THE TASK — Write the records out again without change. Leave the pictures behind.

(Dataset entries)
=-=-=

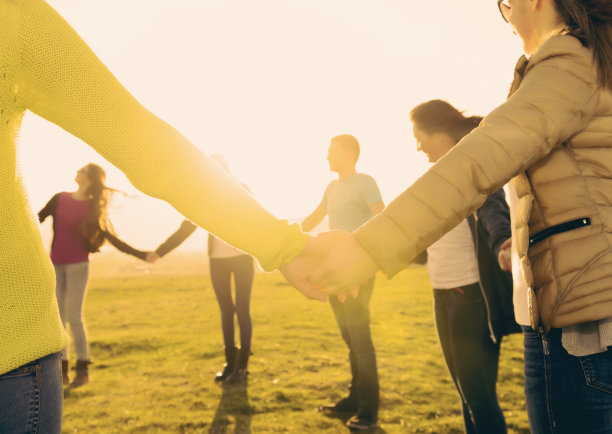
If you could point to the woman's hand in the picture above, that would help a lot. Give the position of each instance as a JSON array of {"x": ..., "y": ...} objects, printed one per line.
[
  {"x": 297, "y": 272},
  {"x": 345, "y": 267},
  {"x": 152, "y": 257},
  {"x": 504, "y": 256}
]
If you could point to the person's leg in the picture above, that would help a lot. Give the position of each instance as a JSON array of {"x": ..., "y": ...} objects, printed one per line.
[
  {"x": 565, "y": 393},
  {"x": 243, "y": 278},
  {"x": 338, "y": 308},
  {"x": 31, "y": 397},
  {"x": 474, "y": 359},
  {"x": 357, "y": 313},
  {"x": 537, "y": 369},
  {"x": 242, "y": 268},
  {"x": 350, "y": 404},
  {"x": 60, "y": 294},
  {"x": 220, "y": 276},
  {"x": 77, "y": 276}
]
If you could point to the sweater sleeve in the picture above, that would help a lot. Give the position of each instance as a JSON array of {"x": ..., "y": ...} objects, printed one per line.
[
  {"x": 63, "y": 81},
  {"x": 124, "y": 247},
  {"x": 182, "y": 233},
  {"x": 48, "y": 209},
  {"x": 556, "y": 99},
  {"x": 495, "y": 217}
]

=-=-=

OUTPUT FOR THIS EXERCISE —
If you could point to the woman's hand in the picture above, that would help a lot. Give the position of each instance as a JSON array of {"x": ..., "y": ...} objects, printed one per line.
[
  {"x": 297, "y": 272},
  {"x": 345, "y": 267},
  {"x": 152, "y": 257},
  {"x": 504, "y": 256}
]
If you could point to the person's leg in the picture above, that would help a lot. Give the position of each instance as a JSON array of {"x": ..., "y": ...} objects, printed one per line.
[
  {"x": 565, "y": 393},
  {"x": 243, "y": 278},
  {"x": 338, "y": 308},
  {"x": 31, "y": 397},
  {"x": 474, "y": 359},
  {"x": 357, "y": 313},
  {"x": 537, "y": 369},
  {"x": 242, "y": 268},
  {"x": 350, "y": 404},
  {"x": 60, "y": 294},
  {"x": 220, "y": 276},
  {"x": 77, "y": 276}
]
If you could point to the sweater sleeve in the picture above, that would help a lot. Give the position of each instance as a JSON array of {"x": ..., "y": ...} objects, printed one per line.
[
  {"x": 63, "y": 81},
  {"x": 124, "y": 247},
  {"x": 182, "y": 233},
  {"x": 48, "y": 209},
  {"x": 556, "y": 99},
  {"x": 495, "y": 217}
]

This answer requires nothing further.